▶

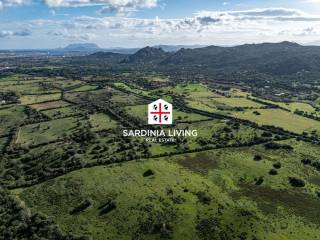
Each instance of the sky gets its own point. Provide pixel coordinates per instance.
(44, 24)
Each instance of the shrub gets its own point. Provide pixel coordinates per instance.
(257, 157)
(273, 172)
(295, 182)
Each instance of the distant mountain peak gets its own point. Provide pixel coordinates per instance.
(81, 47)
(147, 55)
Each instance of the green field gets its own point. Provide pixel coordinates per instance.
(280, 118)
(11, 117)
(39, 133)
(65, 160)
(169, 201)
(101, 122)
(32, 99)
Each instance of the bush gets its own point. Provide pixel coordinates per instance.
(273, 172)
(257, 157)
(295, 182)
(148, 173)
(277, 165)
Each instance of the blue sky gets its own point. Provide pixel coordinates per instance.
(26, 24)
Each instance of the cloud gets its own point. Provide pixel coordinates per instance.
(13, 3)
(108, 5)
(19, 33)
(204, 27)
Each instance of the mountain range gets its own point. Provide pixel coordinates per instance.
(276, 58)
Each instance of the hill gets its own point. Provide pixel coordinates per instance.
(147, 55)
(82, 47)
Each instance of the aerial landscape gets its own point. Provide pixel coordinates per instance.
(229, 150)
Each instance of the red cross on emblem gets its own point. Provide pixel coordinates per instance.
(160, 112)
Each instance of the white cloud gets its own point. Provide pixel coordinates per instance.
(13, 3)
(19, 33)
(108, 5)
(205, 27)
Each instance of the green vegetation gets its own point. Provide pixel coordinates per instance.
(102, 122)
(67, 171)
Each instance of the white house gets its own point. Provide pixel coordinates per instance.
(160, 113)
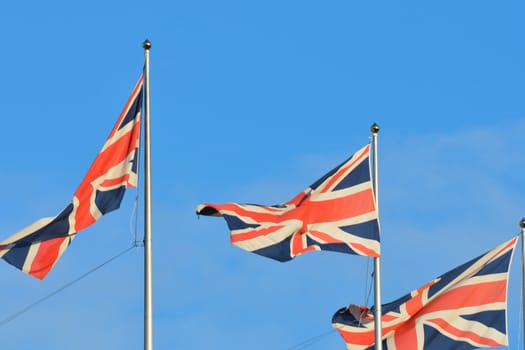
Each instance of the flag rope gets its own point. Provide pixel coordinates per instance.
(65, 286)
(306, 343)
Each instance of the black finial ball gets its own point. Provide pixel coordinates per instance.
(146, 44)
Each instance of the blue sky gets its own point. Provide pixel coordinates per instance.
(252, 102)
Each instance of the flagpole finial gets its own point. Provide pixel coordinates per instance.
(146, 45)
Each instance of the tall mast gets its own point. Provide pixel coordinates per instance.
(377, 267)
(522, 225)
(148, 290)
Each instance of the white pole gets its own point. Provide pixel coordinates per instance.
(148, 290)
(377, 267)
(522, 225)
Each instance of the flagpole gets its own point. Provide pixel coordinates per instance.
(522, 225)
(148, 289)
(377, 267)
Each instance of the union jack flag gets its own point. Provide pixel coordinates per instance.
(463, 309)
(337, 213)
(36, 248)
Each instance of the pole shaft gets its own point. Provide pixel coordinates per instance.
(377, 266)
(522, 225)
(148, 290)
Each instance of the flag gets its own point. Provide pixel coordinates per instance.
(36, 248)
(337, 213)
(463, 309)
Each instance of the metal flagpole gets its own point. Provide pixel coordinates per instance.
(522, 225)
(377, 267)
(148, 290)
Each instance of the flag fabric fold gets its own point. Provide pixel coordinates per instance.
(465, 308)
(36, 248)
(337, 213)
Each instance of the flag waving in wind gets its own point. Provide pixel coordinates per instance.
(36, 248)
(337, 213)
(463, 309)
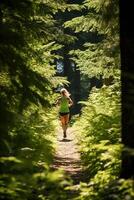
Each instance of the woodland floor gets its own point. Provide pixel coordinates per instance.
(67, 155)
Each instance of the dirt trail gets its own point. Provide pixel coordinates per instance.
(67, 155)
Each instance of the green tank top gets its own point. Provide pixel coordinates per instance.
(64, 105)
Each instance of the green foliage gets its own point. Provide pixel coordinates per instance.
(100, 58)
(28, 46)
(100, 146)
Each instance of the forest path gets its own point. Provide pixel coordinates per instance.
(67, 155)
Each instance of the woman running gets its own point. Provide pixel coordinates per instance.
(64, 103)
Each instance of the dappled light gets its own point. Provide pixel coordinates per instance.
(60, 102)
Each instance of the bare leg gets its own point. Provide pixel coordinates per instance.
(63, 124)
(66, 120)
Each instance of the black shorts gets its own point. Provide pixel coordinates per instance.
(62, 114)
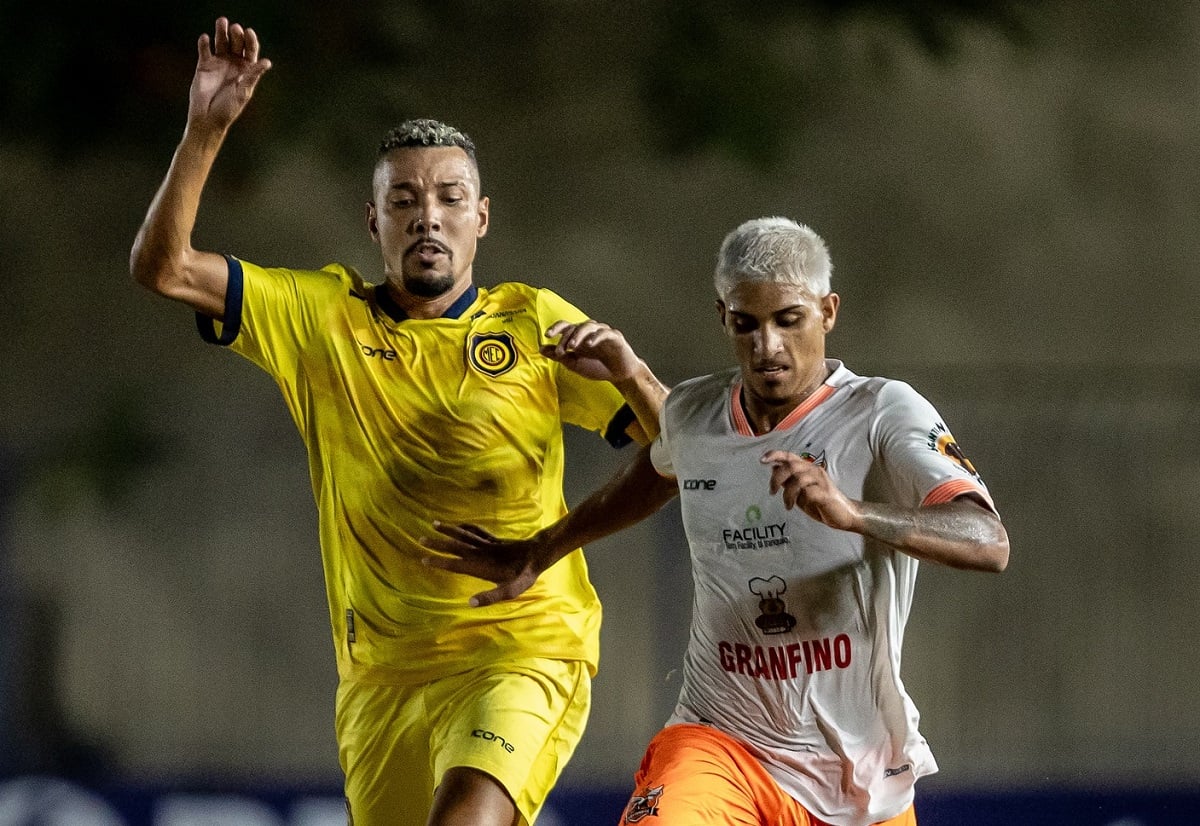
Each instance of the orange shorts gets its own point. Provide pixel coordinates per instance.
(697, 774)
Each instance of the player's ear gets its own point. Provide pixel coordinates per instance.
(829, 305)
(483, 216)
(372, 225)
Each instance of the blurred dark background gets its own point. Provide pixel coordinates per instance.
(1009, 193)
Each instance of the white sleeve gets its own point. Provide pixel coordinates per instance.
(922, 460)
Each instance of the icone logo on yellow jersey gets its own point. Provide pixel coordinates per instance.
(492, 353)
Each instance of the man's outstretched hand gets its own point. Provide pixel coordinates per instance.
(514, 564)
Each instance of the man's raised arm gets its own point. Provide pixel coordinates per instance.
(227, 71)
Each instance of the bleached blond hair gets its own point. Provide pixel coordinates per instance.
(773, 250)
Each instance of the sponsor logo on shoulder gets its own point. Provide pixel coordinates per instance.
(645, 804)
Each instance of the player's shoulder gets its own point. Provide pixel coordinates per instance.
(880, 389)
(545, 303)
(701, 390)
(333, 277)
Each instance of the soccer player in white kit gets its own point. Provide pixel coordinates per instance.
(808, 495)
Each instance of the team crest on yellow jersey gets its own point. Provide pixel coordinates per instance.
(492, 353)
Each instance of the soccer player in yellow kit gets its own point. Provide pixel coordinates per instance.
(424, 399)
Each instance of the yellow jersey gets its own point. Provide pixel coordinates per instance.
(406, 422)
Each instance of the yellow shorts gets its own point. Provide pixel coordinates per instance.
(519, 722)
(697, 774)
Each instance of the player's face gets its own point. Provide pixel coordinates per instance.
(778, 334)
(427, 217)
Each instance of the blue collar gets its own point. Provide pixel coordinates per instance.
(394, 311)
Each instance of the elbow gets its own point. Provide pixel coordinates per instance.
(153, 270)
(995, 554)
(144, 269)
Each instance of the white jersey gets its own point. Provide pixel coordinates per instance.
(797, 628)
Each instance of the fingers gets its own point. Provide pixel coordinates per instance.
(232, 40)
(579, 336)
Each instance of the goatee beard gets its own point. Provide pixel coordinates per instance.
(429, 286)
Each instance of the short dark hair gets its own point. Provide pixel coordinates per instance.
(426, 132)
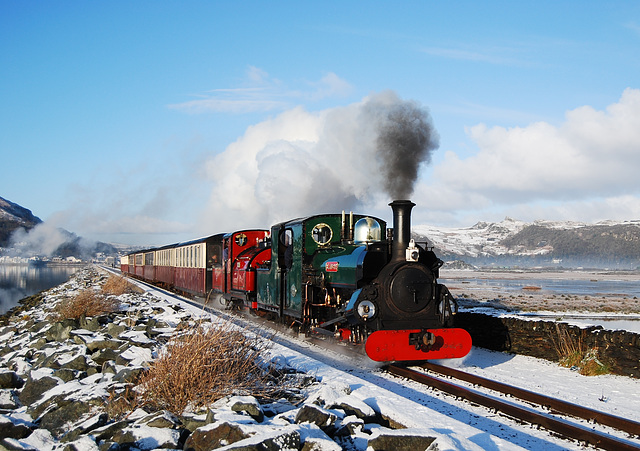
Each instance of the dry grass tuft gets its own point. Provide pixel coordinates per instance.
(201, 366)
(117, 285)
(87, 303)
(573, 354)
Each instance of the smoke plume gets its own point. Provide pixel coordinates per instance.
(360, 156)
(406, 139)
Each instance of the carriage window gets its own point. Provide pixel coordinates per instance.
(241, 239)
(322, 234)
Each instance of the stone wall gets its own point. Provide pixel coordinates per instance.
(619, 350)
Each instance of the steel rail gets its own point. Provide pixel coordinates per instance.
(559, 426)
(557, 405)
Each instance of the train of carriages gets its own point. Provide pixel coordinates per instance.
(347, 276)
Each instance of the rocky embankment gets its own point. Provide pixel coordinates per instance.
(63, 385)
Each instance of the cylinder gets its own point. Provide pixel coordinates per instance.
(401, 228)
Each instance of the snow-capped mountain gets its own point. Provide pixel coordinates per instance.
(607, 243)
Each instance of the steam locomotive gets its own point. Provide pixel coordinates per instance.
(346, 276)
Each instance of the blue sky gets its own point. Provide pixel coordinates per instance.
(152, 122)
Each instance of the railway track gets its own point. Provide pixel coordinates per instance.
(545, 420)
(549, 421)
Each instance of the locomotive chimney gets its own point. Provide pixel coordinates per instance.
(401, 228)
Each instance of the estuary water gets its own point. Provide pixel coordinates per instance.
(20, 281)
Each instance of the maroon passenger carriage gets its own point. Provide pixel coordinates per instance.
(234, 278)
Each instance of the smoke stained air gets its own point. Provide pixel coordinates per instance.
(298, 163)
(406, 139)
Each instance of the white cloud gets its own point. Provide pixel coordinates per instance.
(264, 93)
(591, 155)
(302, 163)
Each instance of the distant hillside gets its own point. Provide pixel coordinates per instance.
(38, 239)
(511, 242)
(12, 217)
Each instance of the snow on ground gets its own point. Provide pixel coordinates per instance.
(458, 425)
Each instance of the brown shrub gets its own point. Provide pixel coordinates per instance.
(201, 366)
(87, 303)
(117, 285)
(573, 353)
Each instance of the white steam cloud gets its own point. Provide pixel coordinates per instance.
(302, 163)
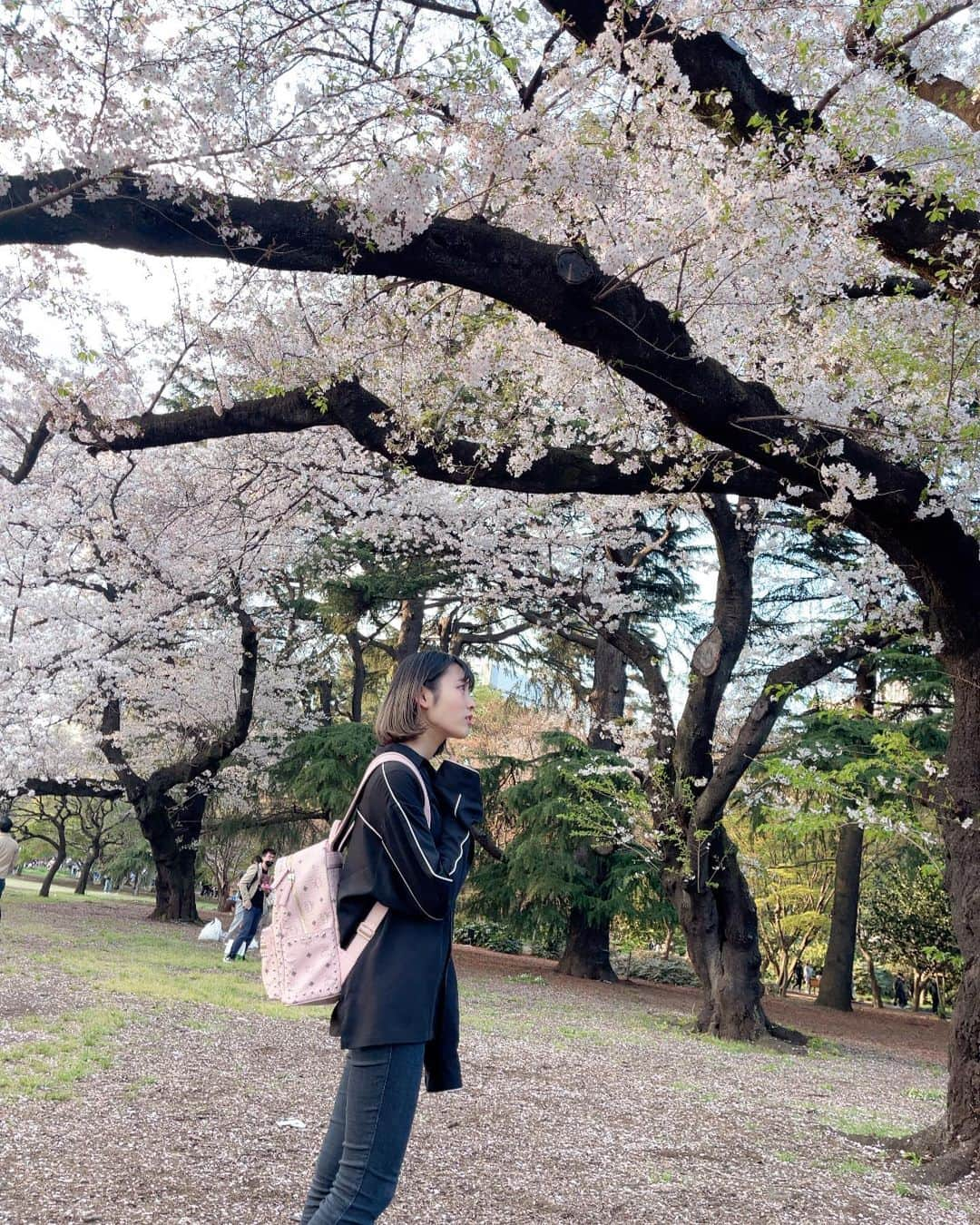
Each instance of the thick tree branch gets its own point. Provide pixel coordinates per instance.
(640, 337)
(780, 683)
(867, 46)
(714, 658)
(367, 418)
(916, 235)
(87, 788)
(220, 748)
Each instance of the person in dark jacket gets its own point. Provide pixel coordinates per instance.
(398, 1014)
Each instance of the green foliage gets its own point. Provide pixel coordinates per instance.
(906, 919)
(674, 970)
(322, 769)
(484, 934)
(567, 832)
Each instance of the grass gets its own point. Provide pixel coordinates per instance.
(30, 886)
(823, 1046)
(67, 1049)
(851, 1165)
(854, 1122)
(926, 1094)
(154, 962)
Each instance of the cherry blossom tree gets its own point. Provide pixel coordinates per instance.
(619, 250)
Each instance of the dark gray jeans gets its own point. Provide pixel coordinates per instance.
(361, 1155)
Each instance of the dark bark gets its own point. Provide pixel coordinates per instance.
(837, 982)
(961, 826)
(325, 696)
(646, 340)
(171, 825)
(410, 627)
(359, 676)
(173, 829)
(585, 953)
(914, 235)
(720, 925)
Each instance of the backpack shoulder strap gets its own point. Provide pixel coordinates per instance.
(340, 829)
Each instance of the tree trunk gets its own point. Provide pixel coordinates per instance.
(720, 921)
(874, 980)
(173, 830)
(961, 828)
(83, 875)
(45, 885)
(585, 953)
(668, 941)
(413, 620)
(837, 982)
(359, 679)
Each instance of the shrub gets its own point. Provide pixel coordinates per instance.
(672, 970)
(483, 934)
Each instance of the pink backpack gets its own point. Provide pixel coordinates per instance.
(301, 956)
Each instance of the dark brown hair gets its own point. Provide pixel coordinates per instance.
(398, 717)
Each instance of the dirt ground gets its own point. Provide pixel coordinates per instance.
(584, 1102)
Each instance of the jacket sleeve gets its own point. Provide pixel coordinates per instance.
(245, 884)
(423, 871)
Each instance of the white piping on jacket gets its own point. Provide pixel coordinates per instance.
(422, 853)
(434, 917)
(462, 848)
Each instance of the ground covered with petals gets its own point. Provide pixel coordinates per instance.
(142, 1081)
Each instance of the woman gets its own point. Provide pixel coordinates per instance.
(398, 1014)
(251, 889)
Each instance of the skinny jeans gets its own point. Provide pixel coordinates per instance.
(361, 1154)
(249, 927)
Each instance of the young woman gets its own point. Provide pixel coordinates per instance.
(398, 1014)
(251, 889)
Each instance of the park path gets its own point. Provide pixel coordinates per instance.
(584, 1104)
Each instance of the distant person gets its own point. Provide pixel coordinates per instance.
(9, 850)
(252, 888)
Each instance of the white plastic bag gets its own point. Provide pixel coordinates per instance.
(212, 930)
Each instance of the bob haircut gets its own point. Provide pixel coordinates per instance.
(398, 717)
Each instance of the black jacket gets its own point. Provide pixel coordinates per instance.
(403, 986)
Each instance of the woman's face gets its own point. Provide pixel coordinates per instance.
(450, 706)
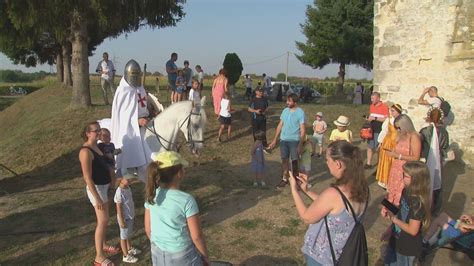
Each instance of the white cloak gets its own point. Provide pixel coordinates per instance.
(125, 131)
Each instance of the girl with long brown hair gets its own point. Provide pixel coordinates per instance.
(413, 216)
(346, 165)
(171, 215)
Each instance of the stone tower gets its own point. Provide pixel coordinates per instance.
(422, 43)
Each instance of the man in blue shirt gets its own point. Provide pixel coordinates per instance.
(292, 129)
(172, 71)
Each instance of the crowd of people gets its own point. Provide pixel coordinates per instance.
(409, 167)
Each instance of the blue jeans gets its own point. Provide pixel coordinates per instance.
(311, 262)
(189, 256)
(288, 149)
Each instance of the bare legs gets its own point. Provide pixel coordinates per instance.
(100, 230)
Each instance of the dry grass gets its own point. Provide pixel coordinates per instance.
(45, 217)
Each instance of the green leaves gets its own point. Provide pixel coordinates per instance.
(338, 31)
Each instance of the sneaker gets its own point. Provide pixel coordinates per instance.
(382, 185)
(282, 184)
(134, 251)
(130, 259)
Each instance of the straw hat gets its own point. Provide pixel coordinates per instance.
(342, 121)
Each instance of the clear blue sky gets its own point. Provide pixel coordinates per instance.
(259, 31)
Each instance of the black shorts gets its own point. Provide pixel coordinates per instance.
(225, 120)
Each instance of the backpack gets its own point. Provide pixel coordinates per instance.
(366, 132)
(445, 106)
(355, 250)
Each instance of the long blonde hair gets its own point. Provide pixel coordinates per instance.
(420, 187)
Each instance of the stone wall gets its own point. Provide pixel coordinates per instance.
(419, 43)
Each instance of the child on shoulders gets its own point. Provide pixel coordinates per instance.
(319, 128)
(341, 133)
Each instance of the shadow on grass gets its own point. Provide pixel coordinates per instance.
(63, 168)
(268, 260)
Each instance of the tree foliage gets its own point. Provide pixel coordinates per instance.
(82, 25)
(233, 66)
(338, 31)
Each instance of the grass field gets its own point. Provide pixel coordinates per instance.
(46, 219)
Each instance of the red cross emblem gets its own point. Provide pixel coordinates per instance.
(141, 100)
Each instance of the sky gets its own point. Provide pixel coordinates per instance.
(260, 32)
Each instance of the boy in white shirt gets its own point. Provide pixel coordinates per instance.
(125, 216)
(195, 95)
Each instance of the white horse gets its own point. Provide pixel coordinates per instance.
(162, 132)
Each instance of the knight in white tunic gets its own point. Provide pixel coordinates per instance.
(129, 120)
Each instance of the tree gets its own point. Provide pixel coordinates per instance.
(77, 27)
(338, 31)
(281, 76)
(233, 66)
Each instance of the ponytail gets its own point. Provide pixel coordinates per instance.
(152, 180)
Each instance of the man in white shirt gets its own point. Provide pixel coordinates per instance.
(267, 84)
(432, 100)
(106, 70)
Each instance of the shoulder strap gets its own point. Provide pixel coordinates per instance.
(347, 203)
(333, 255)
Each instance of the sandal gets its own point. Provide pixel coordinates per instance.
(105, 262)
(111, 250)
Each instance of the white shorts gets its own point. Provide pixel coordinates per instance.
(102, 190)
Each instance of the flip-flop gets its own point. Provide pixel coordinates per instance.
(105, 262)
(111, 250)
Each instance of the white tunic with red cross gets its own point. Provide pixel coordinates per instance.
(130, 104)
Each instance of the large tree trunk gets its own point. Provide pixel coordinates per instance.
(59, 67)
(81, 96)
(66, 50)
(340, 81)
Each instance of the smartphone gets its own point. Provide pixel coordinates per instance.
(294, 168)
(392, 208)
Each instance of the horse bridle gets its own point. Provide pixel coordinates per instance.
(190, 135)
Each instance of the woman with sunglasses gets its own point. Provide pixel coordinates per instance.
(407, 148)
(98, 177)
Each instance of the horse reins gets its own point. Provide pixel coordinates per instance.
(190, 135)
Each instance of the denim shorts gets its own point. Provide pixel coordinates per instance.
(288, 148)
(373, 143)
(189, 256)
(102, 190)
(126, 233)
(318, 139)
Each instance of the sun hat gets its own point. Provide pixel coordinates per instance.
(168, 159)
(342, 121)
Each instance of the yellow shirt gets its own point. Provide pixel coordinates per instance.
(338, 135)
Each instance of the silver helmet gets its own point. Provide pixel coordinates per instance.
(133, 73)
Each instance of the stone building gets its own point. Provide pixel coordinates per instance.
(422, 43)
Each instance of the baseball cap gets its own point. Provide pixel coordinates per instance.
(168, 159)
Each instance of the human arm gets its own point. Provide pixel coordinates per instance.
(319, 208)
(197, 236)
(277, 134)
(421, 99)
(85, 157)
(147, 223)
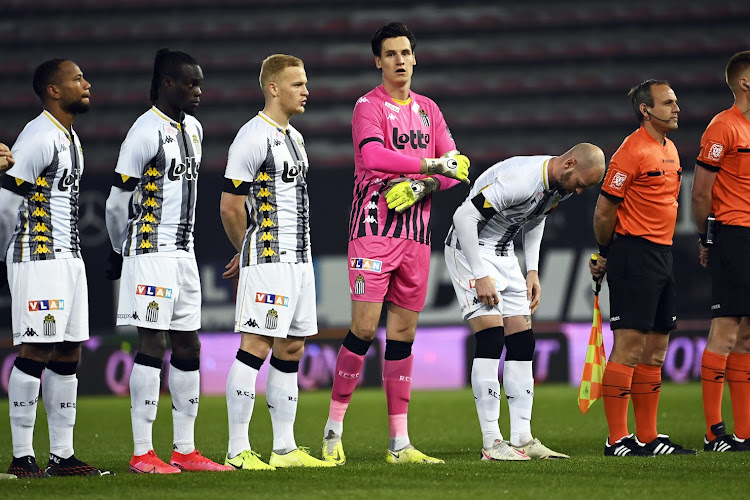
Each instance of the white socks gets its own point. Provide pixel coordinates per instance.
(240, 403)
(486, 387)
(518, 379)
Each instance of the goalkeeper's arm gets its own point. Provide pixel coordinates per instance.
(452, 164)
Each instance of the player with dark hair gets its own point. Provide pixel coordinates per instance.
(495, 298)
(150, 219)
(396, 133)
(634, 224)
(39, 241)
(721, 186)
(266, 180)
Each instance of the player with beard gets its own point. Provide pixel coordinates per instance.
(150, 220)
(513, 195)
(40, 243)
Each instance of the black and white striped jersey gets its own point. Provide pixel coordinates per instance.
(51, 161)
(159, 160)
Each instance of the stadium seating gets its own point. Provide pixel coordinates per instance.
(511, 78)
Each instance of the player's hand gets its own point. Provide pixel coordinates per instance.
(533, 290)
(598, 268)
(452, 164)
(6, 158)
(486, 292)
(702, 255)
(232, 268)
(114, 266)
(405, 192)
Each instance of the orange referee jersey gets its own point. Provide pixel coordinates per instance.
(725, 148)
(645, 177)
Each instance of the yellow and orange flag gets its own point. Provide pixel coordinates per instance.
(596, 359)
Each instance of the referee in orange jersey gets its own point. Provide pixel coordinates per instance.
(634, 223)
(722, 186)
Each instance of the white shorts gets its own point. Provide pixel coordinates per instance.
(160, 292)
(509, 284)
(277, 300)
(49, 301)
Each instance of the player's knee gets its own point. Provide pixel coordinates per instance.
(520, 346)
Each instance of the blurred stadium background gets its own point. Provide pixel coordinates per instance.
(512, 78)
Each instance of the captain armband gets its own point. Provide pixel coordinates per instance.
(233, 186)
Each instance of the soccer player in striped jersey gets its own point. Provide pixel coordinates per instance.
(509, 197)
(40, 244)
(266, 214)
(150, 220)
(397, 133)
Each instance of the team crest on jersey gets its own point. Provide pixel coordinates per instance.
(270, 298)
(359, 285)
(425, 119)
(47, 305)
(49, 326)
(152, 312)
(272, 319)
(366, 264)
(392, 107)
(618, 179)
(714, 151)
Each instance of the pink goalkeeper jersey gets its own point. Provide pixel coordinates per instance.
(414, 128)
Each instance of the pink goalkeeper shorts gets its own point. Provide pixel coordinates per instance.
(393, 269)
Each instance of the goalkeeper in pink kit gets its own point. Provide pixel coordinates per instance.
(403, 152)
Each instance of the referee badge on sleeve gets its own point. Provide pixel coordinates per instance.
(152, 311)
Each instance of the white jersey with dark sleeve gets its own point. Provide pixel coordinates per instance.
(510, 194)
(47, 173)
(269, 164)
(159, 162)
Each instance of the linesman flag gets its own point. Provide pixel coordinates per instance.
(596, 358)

◀

**STATED TASK:**
Return the lines above, from the one containing "Each instance of the pink goalkeeper jersey" to the end, exactly as they stand.

**FULL RESPONSE:**
Each instance of the pink goalkeeper jersey gets its own point. Provide pixel coordinates per instance.
(414, 128)
Each instance of the pink goalkeeper shorts gets its own point. Provide pixel coordinates per instance.
(393, 269)
Each instance of the goalkeeper in pink kit gets its own point. Provide pixel coordinates per instance.
(403, 152)
Each instance of the referee badge on sleeve gets its own point. Provide pixel coordinates per instance.
(152, 311)
Each instance of the white jersey with dark sleeve gets its own point. Provide pixel coordinates per instance.
(510, 194)
(47, 173)
(269, 164)
(159, 162)
Each instance of the linesman flag gets its own point. Provide pixel coordinates per instance.
(596, 358)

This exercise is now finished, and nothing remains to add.